-- START Input rows --

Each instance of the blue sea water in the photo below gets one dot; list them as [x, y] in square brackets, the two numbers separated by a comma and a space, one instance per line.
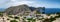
[52, 10]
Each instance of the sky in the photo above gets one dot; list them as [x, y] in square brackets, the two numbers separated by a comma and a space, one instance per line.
[34, 3]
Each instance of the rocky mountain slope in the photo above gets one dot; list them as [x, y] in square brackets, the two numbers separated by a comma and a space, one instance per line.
[17, 9]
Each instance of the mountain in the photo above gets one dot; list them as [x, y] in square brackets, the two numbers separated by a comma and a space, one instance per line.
[18, 9]
[2, 9]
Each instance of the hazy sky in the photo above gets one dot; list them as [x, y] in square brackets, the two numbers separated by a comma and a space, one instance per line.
[34, 3]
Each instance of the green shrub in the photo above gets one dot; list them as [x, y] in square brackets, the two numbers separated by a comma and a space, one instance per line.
[13, 21]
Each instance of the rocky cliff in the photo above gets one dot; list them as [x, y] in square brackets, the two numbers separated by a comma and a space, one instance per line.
[17, 9]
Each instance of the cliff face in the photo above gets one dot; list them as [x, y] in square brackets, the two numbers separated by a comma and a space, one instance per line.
[17, 9]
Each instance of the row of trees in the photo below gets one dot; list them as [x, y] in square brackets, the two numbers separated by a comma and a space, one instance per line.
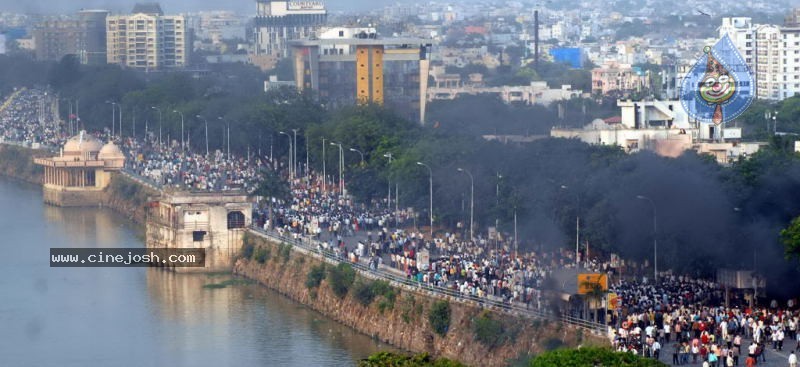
[716, 214]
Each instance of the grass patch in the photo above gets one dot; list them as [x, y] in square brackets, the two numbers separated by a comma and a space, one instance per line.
[341, 278]
[226, 283]
[491, 332]
[439, 317]
[315, 276]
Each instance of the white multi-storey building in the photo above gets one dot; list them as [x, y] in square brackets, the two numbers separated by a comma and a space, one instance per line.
[278, 22]
[768, 68]
[790, 63]
[147, 39]
[742, 32]
[772, 53]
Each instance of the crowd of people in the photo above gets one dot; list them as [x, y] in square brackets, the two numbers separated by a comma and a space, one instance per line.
[673, 313]
[684, 316]
[27, 119]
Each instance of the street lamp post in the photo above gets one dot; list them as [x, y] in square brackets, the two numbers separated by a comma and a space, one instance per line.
[655, 232]
[341, 167]
[228, 128]
[294, 152]
[120, 121]
[291, 161]
[206, 122]
[181, 113]
[577, 226]
[471, 203]
[159, 123]
[113, 116]
[359, 153]
[755, 252]
[324, 174]
[430, 182]
[389, 181]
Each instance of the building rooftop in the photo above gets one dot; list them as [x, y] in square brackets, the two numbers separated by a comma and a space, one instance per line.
[147, 8]
[362, 41]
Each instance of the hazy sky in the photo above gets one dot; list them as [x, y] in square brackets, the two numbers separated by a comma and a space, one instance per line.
[169, 6]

-- END Input rows --

Reproduce as a numbered list, skipping blank lines, every line from the one containing "Each instance of the building" through the last line of the entries.

1. Each instance of the building rooftop in the photo above gets one dot; list them as [x, y] in square brackets, the two numbers separated by a comma and a space, one instance per line.
2. [147, 8]
3. [362, 41]
4. Each instance of the hazy sky in the photo above gets one dot; list them as [x, y] in square brackets, the two numbers separated by a comma and a space, one instance per line.
5. [169, 6]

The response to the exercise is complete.